### Request
Repeat the lines below word for word, from the line holding "leg, placing a dot on each." through the last line, inclusive.

### Data section
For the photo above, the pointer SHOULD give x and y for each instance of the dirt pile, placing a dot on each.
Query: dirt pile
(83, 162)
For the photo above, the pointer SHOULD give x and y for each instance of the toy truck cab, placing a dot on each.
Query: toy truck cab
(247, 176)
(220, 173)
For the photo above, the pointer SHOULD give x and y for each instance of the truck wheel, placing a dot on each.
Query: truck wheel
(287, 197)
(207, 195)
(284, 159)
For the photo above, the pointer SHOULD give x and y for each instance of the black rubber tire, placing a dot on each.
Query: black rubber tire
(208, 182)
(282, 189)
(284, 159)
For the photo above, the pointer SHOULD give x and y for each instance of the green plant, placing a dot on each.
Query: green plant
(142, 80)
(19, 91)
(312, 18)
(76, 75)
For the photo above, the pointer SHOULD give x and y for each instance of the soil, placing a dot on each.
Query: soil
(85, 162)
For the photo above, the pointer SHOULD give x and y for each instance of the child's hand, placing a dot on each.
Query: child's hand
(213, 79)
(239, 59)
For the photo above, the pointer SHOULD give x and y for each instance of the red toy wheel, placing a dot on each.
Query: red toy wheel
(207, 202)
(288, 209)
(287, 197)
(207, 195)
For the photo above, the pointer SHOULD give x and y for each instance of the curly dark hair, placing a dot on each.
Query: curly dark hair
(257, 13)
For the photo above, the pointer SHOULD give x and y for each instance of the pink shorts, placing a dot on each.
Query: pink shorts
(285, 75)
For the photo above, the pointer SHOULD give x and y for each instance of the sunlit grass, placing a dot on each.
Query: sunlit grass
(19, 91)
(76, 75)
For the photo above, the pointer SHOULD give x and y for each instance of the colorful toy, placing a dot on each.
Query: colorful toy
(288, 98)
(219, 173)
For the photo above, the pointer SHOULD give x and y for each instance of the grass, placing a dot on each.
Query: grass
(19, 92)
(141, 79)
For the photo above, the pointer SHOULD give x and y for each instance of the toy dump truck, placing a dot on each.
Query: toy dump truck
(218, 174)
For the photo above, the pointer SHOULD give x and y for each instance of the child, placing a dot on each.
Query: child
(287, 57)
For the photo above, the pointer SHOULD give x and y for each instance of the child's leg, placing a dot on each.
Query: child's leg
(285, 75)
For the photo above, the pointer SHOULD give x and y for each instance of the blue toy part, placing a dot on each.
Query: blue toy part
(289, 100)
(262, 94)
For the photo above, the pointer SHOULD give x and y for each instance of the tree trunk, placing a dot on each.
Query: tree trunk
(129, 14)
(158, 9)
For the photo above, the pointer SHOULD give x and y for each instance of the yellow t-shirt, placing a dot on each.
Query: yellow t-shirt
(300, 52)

### Written reply
For the photo above, the pointer SHOULD give x and y for each instance of the child's leg, placing a dot on each.
Query: child's leg
(285, 75)
For the photo above, the pointer SHOULD give x and y for each instance of the blue toy part, placing a dot on each.
Query: blue toy part
(289, 100)
(262, 94)
For the photo above, the pointer SHOULD give x and y for each instance of the tree trunk, placing a dot on each.
Query: tree trunk
(129, 14)
(158, 9)
For the photo above, the pointer SHOULD give x and y for each instance of the yellow t-shirt, placing a dot on each.
Query: yellow t-shirt
(300, 52)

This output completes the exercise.